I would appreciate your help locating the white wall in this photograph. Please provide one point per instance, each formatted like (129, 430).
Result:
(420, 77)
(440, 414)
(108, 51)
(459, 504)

▸ **WHAT IS NEEDED**
Reproduce all the data precisely, word for word.

▸ **EXERCISE RESULT**
I would appreciate your help locating the white wall in this photograph. Please provide one point per instance, each formatted like (129, 430).
Result:
(420, 77)
(440, 414)
(108, 51)
(459, 504)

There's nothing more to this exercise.